AIM OF THE EXERCISE: Go through the data below and return each line containing the word "suit".

ENTRIES SHOWN below:

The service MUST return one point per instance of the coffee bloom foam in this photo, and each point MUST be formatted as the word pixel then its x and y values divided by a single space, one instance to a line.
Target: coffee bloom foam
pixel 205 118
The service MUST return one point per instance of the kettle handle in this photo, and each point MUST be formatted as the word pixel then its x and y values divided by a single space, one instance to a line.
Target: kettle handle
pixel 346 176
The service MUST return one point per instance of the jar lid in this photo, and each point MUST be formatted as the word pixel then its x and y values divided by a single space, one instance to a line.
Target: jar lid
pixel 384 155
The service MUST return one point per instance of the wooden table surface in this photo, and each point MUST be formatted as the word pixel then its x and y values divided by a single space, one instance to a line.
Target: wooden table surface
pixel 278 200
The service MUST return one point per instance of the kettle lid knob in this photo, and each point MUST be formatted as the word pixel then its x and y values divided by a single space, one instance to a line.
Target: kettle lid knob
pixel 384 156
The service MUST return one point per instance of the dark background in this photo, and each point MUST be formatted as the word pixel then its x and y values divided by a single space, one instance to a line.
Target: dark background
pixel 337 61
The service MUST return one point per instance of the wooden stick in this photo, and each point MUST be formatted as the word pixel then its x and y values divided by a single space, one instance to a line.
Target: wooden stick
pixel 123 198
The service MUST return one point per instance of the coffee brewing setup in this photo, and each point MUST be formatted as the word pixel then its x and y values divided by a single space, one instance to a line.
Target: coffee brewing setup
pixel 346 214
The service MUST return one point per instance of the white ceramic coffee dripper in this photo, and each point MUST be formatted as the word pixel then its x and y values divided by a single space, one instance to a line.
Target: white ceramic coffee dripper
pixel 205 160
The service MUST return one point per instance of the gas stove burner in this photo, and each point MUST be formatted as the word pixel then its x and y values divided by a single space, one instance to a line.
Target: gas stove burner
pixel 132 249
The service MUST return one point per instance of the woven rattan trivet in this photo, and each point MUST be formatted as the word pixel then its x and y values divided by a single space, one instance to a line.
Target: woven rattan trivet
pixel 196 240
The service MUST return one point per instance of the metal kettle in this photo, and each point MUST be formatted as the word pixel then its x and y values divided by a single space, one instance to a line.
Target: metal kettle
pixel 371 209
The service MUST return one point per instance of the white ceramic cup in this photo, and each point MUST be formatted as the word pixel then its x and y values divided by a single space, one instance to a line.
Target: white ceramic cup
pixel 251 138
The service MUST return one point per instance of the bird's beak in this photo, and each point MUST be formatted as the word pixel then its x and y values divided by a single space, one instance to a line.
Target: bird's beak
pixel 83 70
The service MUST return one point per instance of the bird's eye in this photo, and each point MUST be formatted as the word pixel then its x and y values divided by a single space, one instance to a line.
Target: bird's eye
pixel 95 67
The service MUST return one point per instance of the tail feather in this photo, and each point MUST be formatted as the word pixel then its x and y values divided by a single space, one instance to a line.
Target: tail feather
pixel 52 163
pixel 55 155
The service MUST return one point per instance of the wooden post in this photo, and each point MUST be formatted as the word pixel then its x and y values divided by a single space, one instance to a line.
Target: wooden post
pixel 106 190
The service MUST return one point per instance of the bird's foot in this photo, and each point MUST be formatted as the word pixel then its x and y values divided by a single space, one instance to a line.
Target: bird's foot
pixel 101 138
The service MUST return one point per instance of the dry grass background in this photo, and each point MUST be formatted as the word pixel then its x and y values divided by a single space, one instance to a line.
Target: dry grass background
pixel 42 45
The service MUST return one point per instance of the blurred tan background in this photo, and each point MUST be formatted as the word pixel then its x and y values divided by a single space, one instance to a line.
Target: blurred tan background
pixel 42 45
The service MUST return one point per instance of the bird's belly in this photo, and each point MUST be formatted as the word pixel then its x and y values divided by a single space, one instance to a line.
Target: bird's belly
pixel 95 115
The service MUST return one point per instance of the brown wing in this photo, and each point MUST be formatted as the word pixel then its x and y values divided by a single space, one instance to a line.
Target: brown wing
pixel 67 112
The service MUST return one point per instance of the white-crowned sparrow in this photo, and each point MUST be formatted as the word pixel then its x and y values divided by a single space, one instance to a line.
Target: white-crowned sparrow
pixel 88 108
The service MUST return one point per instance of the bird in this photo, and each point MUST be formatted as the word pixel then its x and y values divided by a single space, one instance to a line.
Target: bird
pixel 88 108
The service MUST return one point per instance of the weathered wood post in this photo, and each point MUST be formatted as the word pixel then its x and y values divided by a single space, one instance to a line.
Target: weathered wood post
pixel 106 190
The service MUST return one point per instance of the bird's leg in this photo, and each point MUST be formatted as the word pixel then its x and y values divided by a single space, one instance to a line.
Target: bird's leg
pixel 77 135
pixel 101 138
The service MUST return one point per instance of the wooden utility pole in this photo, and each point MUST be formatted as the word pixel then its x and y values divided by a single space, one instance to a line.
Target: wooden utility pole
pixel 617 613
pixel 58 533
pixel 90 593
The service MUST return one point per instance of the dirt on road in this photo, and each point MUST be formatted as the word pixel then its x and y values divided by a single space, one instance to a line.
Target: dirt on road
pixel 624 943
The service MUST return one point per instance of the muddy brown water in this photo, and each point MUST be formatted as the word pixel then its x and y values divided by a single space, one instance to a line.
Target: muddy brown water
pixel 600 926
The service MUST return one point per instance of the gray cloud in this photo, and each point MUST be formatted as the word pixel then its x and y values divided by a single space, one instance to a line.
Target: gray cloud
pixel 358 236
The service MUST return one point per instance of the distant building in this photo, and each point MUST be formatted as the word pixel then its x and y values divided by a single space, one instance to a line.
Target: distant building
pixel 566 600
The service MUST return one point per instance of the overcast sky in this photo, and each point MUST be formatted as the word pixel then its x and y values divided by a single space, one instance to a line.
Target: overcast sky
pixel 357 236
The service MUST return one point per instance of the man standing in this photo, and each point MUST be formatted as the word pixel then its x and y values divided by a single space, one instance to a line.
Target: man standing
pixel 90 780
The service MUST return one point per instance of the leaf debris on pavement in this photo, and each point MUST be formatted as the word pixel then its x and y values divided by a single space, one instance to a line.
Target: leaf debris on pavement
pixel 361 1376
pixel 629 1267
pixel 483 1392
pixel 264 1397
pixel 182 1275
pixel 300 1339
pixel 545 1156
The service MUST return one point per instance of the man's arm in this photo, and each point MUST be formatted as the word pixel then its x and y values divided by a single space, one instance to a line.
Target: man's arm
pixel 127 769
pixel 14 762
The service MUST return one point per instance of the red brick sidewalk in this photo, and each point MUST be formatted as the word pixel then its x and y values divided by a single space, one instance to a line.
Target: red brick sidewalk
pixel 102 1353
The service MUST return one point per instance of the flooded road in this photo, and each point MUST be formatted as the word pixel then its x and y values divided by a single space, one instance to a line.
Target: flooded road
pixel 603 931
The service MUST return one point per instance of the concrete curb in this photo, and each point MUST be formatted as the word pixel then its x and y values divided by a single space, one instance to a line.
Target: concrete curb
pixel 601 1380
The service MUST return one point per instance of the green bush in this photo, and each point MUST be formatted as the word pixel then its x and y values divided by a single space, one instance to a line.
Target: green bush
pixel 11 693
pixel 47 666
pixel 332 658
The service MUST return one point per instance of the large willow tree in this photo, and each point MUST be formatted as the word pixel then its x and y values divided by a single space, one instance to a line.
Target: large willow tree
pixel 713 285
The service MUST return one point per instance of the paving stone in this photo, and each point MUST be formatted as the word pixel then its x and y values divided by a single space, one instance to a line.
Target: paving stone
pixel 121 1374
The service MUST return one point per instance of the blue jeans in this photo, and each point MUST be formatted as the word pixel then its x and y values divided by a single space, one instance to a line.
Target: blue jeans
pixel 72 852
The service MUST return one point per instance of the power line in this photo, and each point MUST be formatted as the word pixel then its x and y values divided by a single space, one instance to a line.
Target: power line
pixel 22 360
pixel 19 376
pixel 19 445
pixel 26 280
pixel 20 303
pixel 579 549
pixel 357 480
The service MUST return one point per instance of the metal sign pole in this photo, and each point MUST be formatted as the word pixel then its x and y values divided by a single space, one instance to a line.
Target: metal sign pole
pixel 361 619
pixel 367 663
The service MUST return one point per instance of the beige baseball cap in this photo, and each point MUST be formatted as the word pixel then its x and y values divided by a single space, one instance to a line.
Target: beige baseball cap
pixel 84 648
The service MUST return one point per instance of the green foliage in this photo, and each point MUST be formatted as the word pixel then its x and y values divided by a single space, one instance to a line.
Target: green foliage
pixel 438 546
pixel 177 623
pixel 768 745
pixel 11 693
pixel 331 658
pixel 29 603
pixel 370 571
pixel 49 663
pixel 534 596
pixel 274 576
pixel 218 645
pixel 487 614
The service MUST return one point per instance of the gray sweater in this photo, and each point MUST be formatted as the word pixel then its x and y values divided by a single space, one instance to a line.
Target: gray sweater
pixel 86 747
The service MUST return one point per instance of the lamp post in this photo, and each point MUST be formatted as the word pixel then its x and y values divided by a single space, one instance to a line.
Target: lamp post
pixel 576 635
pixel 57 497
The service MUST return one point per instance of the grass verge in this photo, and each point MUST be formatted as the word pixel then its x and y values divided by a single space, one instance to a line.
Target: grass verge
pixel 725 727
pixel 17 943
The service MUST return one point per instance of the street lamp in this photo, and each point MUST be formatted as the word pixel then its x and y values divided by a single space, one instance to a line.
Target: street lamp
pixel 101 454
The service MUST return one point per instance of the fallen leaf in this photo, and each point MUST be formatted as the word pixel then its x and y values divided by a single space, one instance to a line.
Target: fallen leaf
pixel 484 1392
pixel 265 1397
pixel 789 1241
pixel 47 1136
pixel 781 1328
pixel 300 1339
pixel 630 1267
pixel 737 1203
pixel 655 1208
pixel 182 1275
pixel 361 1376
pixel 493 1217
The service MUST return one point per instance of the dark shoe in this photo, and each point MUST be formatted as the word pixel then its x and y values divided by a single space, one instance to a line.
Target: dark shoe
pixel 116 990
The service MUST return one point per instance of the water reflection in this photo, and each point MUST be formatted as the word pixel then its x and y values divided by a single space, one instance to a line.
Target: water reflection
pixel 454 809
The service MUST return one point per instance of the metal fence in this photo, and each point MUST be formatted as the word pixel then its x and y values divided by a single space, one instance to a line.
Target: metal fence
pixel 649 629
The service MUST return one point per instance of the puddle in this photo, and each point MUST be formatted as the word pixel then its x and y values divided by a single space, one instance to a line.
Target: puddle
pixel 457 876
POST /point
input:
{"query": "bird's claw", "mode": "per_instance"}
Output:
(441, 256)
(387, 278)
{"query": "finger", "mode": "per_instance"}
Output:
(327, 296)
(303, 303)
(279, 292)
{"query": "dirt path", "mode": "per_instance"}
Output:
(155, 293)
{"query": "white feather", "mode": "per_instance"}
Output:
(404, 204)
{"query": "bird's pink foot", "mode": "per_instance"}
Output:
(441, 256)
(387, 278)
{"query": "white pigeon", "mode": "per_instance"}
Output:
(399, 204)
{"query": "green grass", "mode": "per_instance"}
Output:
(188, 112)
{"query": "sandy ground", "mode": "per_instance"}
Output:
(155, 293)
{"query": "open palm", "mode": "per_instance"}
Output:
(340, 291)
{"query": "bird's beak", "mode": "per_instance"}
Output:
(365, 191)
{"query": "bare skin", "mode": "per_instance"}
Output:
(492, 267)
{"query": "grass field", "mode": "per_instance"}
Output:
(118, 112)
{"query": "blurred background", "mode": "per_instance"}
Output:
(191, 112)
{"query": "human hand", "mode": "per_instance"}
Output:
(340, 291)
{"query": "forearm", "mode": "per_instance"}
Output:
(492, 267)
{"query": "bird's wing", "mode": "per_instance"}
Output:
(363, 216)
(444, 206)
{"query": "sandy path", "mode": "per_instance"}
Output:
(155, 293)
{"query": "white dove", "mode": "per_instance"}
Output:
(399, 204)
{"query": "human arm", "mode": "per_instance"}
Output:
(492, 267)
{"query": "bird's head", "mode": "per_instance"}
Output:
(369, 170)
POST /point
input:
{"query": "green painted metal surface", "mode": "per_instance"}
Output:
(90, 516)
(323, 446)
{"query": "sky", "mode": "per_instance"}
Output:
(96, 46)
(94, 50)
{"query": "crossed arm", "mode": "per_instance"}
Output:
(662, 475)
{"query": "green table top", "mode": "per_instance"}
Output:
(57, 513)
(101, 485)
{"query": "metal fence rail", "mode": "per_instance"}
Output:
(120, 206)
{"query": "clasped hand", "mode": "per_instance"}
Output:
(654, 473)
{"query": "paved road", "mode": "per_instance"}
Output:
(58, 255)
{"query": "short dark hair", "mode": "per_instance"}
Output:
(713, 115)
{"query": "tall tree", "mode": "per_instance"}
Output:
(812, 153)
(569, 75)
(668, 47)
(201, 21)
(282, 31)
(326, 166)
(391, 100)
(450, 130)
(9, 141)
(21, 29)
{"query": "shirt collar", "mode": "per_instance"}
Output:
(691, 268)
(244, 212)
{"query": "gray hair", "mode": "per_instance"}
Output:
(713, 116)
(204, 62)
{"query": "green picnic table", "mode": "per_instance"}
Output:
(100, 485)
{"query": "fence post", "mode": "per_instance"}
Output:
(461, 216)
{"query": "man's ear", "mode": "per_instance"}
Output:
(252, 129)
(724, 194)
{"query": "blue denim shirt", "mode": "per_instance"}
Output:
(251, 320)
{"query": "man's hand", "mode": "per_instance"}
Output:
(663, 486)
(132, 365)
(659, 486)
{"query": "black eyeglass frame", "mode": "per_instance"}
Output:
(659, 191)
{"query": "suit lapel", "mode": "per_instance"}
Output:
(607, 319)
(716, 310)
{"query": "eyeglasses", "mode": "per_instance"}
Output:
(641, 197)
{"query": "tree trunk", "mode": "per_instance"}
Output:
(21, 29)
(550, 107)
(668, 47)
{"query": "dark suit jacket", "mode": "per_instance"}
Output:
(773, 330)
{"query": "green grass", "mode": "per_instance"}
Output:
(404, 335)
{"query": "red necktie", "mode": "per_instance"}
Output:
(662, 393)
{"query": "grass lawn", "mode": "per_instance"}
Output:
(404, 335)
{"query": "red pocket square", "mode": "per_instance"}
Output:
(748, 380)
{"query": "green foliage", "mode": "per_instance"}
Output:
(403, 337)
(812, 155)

End of ENTRIES SHOWN.

EXPECTED ANSWER:
{"query": "suit lapel", "mode": "per_instance"}
{"query": "dark suit jacket", "mode": "per_instance"}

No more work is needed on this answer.